§ À faire
• A. Relevez toutes les personnes nommées dans le passage sur l'avancement des opérations, avec leur grade.
• B. D'après le passage sur l'avancement des opérations, dans quel objet la grosse cargaison de cocaïne de 2010 a-t-elle été importée ?

§ Extrait présenté
Avancement des opérations

Comme l'insp. Lambertucci comptait déjà un réseau en Australie, il s'est consacré à renforcer ses relations. C'est l'aspect le plus satisfaisant de son travail.

« Il faut se rappeler que le travail de l'AL repose essentiellement sur les liens qu'il noue. Quelle satisfaction d'obtenir des résultats à partir des relations et des partenariats en place », constate-t-il.

Sans l'apport des AL, bien des enquêtes de dimension internationale prendraient beaucoup plus de temps ou seraient dans l'impasse. Les AL travaillent pour toutes les divisions de la GRC et tous les services de police canadiens.

En 2011, le cap. Trent Marshall, de concert avec l'équipe de Crimes graves et Crime organisé de la Police fédérale (CGCOPF)à Kelowna (C.-B.), a amorcé une enquête sur une organisation criminelle établie dans la province qui exportait de la marihuana et importait de la cocaïne. L'enquête consistait notamment à effectuer une mission d'infiltration à Mexico (Mexique).

On a donc pris des dispositions par l'entremise de l'AL pour mettre les enquêteurs du Canada en contact avec les autorités compétentes à Mexico.

« Il nous a fallu exécuter un plan opérationnel très détaillé pour mener à bien la mission d'infiltration dans un pays étranger, explique le cap. Marshall. L'opération a si bien marché que nous en avons réalisé deux autres au Panama et, là encore, le bureau de l'AL en Colombie (responsable du Panama) nous a été d'un précieux secours. »

Ce n'est pas la première fois que le cap. Marshall a collaboré avec l'AL d'un autre pays. En 2010, les AL du Brésil et du Mexique ont assisté une enquête de Crimes graves et Crime organisé sur l'importation d'une vaste cargaison de cocaïne dans un broyeur à fruits en provenance d'Argentine. L'enquête a abouti à la condamnation de trois hommes.

Au pays et à l'étranger

Le travail de l'insp. Lambertucci, du serg. Labonté et des autres AL repose sur l'échange d'information, qui se fait en vertu de protocoles d'entente et par des conversations informelles en personne.

C'est une relation réciproque; les éléments qu'ils sont autorisés à communiquer seront transmis à leurs partenaires à l'étranger. La plupart des AL de la GRC font partie d'un groupe ou d'une association qui les met régulièrement en contact avec leurs homologues des É.-U., d'Australie ou du R.-U., ainsi qu'avec leurs partenaires locaux.

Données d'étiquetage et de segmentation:
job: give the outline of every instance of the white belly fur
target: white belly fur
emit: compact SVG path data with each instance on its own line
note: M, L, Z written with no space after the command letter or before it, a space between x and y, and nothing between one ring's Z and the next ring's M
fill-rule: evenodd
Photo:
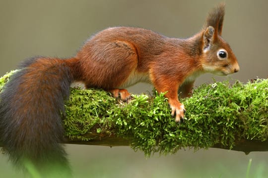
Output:
M120 88L126 88L131 87L139 82L144 82L151 84L149 74L146 73L137 72L134 71L131 74L127 81L121 86Z

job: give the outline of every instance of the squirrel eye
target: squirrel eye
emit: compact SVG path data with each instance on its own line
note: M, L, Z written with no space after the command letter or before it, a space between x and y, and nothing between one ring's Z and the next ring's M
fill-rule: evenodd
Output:
M225 50L222 49L218 51L217 55L220 59L225 59L227 58L227 53Z

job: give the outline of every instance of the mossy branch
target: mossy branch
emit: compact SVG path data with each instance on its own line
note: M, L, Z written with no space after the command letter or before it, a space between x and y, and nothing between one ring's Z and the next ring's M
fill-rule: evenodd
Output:
M0 91L9 73L0 78ZM268 151L268 80L203 85L181 99L187 120L176 124L163 93L121 102L100 89L72 89L63 122L65 143L130 145L147 155L183 147Z

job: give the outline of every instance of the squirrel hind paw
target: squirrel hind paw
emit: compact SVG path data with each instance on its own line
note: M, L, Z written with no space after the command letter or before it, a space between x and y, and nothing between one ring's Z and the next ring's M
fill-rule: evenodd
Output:
M181 104L179 107L176 107L170 104L170 106L171 108L171 115L175 118L175 122L178 124L183 123L184 122L184 115L186 112L184 105Z

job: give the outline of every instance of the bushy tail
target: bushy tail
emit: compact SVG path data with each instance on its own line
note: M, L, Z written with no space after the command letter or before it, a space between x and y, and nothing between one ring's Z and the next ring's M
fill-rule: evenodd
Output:
M41 177L70 174L59 143L64 130L61 114L73 76L65 60L26 60L0 93L1 142L10 159ZM56 176L55 176L56 177ZM61 177L61 176L60 176Z

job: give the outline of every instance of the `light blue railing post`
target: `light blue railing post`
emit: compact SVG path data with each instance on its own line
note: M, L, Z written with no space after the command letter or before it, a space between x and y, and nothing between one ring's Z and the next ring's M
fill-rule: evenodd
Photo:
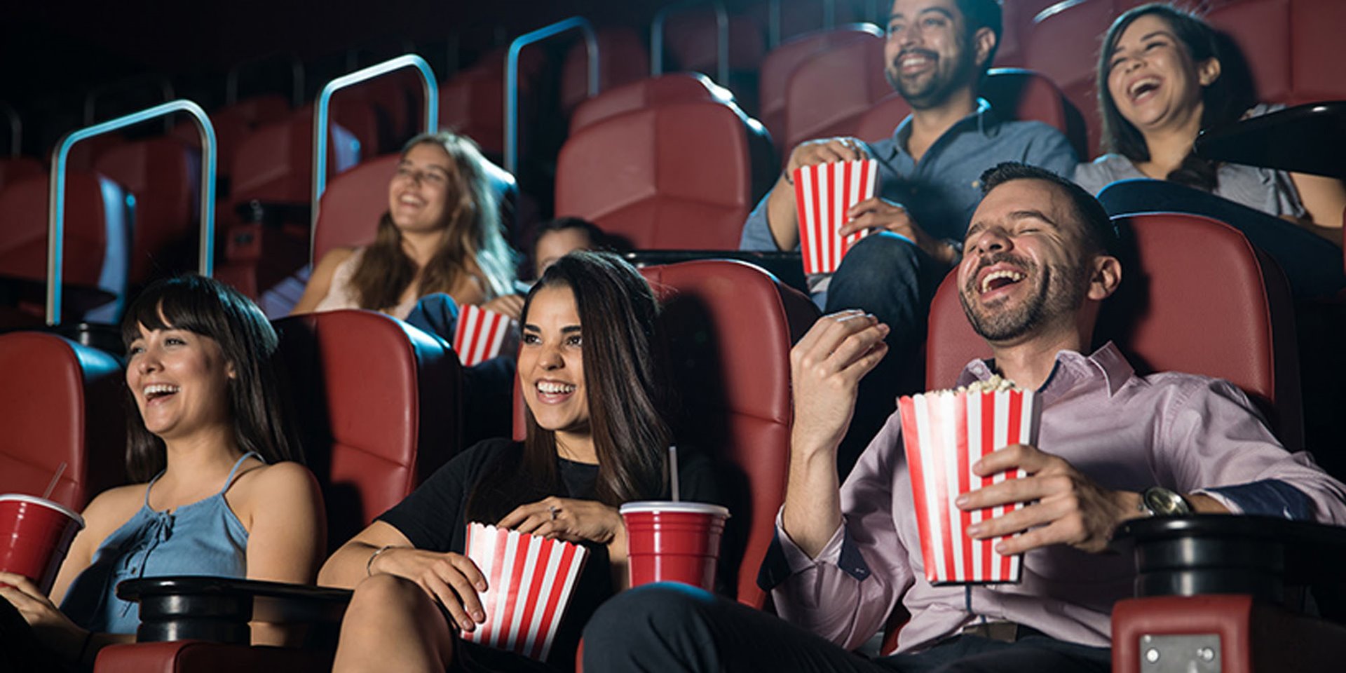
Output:
M308 262L314 261L314 234L318 230L318 202L327 190L327 124L332 94L347 86L373 79L402 67L415 67L421 75L425 93L425 132L433 133L439 127L439 83L429 63L416 54L402 54L382 63L341 75L323 86L314 105L314 202L308 227Z
M201 246L197 271L214 273L215 254L215 127L201 105L187 100L168 101L102 124L66 133L51 151L51 180L47 188L47 324L61 323L61 276L66 233L66 159L70 148L85 139L101 136L141 121L186 112L197 121L201 133Z
M525 32L509 43L509 57L505 61L505 170L511 174L518 172L518 52L534 42L541 42L572 30L584 32L584 50L590 61L590 96L598 96L598 35L594 32L594 24L588 19L571 16L533 32Z
M730 83L730 12L724 9L721 0L673 3L654 15L654 20L650 22L650 74L656 77L664 74L664 24L668 23L669 15L707 1L715 8L715 83L720 86Z

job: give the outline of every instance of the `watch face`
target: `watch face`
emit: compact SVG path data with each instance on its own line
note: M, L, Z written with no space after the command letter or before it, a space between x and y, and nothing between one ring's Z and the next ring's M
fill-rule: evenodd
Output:
M1145 509L1152 511L1158 517L1171 517L1175 514L1187 514L1191 511L1187 507L1187 501L1168 489L1147 489L1143 494Z

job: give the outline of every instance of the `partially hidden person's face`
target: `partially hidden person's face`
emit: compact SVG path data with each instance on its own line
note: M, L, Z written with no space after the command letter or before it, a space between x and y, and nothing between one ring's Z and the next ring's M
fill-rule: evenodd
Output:
M883 61L888 83L914 109L945 102L952 92L972 86L977 73L976 50L954 0L892 3Z
M1109 58L1108 93L1141 132L1199 118L1201 90L1219 77L1215 59L1193 62L1168 22L1155 15L1131 22Z
M594 241L590 240L588 233L583 229L572 227L546 232L537 238L537 245L533 246L533 271L537 272L534 277L542 277L542 272L552 264L556 264L556 260L575 250L588 250L591 248L594 248Z
M537 291L524 316L518 377L524 401L544 429L588 433L588 390L575 292L564 285Z
M458 168L435 143L419 143L402 155L388 183L388 211L398 230L435 232L458 201Z
M1089 288L1075 219L1070 199L1044 180L1011 180L981 199L958 265L958 297L977 334L1014 343L1073 320Z
M227 424L233 363L215 339L187 330L147 330L131 342L127 386L145 428L164 440Z

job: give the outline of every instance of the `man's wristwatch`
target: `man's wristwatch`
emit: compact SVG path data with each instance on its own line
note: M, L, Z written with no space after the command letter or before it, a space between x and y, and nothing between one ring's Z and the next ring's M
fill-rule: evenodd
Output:
M1152 486L1141 491L1139 509L1151 517L1191 514L1191 505L1187 503L1187 499L1163 486Z

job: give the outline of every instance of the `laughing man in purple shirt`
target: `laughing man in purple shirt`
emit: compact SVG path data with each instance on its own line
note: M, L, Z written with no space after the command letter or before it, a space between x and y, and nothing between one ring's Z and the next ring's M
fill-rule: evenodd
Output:
M1131 596L1135 568L1101 552L1124 521L1186 509L1346 525L1346 486L1285 451L1229 382L1140 377L1112 343L1084 354L1123 277L1097 201L1023 164L1001 164L983 183L957 279L995 357L969 363L958 384L996 373L1038 390L1040 447L984 458L980 475L1028 476L973 490L960 506L1028 503L969 530L1022 533L997 548L1024 555L1023 580L926 581L898 415L839 485L856 385L884 357L888 332L845 311L818 320L791 353L789 486L760 580L783 619L699 590L639 587L590 622L586 670L1106 672L1109 612ZM1172 510L1147 510L1143 493ZM911 619L898 654L852 654L899 602Z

§ Résultats finaux
• A. l'insp. Lambertucci, le cap. Trent Marshall, le serg. Labonté

• B. Dans un broyeur à fruits venu d'Argentine.